**STATED GOAL A:** Copy the records from their start through the line containing "59L785 52L768 39L768", including both ends.

Wrongful Charges Dropped Against Motorcyclist Prosecuted for Videotaping Encounter with Police
FOR IMMEDIATE RELEASE
BALTIMORE, MD – Vindicating the First Amendment right to document what public officials say and do, the American Civil Liberties Union of Maryland applauded Harford County Circuit Judge Emory A. Plitt Jr’s decision today to dismiss all of the wiretapping charges against Anthony Graber. The Maryland State Police had charged Graber with violating Maryland’s wiretap statute, a felony, after he posted on YouTube a video and audio recording of his encounter with a state trooper in plain clothes who stopped him for a traffic violation with his gun drawn.
In today’s decision, Judge Plitt ruled: “Those of us who are public officials and are entrusted with the power of the state are ultimately accountable to the public. When we exercise that power in public fora, we should not expect our actions to be shielded from public observation. “Sed quis custodiet ipsos cutodes” (“Who watches the watchmen?”).
“Today is a banner day for our First Amendment rights,” said David Rocah, staff attorney for the ACLU of Maryland. “The ACLU has long been concerned about improper police threats that Maryland’s wiretap law prevents citizens from recording their encounters with law enforcement. This ruling upholds the fundamental right to hold police accountable to the public and constitutional principles they serve.”
As to the wiretapping charges (contained in Counts one and two, which alleged the interception and dissemination of a “private conversation”), Judge Plitt found that police have no expectation of privacy in their public, on-the-job communications, and thus held Graber’s conduct could not be a crime: “The encounter in this case took place on a public highway in full view of the public. Under such circumstances, I cannot, by any stretch, conclude that the Troopers has any reasonable expectation of privacy in the conversation with the Defendant which society would be prepared to recognize as reasonable.”
As to Count three, which alleged that Anthony had possessed a “device primarily useful for the purpose of the surreptitious interception of oral communications (referring to the video camera mounted on the top of his helmet), the Judge found that the Indictment failed to establish that Anthony possessed any such device. The Judge noted that under the State’s theory of which devices were prohibited under the statute, his own pocket size recorder would be illegal, as would “almost every cell phone, Blackberry, and every similar device, not to mention dictation equipment and other types of recording devices.”
Finally, the Judge concluded that Count seven, which alleged a violation of a law prohibiting the intent to film a traffic violation, should also be dismissed because the statute was facially unconstitutional in that it criminalized otherwise protected activity (filming public activity).
Joshua Treem, a partner at Shulman, Treem, Kaminkow & Gilden, and one of the pro bono lawyers for Graber, said that Judge Plitt’s opinion “implicitly recognizes the danger that can flow from giving police and prosecutors the unrestrained ability to bring these types of prosecutions, and quite appropriately clarifies that they are improper.”

Stored dataset items

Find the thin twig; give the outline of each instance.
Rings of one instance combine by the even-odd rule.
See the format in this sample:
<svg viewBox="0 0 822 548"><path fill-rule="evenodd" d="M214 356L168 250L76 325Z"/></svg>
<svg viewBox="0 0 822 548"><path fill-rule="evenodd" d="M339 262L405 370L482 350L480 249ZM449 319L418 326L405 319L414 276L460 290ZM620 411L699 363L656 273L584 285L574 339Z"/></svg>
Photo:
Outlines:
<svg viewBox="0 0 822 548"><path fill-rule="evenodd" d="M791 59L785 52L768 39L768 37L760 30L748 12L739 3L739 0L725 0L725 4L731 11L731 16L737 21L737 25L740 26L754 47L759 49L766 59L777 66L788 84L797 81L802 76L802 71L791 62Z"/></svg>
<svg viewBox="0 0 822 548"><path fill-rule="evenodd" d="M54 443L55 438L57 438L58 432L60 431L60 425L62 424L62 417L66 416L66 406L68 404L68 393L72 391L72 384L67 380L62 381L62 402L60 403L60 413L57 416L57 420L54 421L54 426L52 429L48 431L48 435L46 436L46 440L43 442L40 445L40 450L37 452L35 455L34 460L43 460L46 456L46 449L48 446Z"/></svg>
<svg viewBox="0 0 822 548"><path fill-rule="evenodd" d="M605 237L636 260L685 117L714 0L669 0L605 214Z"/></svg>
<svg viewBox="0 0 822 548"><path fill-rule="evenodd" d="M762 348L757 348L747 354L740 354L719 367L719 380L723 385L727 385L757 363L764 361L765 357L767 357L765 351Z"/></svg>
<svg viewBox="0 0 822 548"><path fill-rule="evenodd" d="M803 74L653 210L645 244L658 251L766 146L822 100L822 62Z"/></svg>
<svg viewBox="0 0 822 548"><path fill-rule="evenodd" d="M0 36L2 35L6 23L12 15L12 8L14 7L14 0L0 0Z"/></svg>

**STATED GOAL B:** Decide whether each statement below agrees with the press release on the dropped charges against Anthony Graber. Answer yes or no, and quote the deciding words of the release exactly. (i) Judge Plitt dismissed all of the wiretapping charges against Graber. (ii) The trooper who stopped Graber was wearing a uniform. (iii) Count seven was dismissed because the Indictment failed to establish that Graber possessed a prohibited device.

**ANSWER A:**
Find the thin twig; give the outline of each instance.
Rings of one instance combine by the even-odd rule.
See the format in this sample:
<svg viewBox="0 0 822 548"><path fill-rule="evenodd" d="M214 356L168 250L76 325Z"/></svg>
<svg viewBox="0 0 822 548"><path fill-rule="evenodd" d="M339 262L405 370L482 350L480 249ZM449 319L418 326L405 319L414 276L460 290ZM620 411L699 363L656 273L584 285L574 339Z"/></svg>
Photo:
Outlines:
<svg viewBox="0 0 822 548"><path fill-rule="evenodd" d="M791 59L785 52L768 39L768 37L760 30L748 12L739 3L739 0L725 0L725 4L731 11L731 16L737 21L737 25L740 26L754 47L759 49L766 59L777 66L788 84L797 81L802 76L802 71L791 62Z"/></svg>

**ANSWER B:**
(i) Yes: "to dismiss all of the wiretapping charges against Anthony Graber"
(ii) No: "a state trooper in plain clothes"
(iii) No: "because the statute was facially unconstitutional in that it criminalized otherwise protected activity (filming public activity)"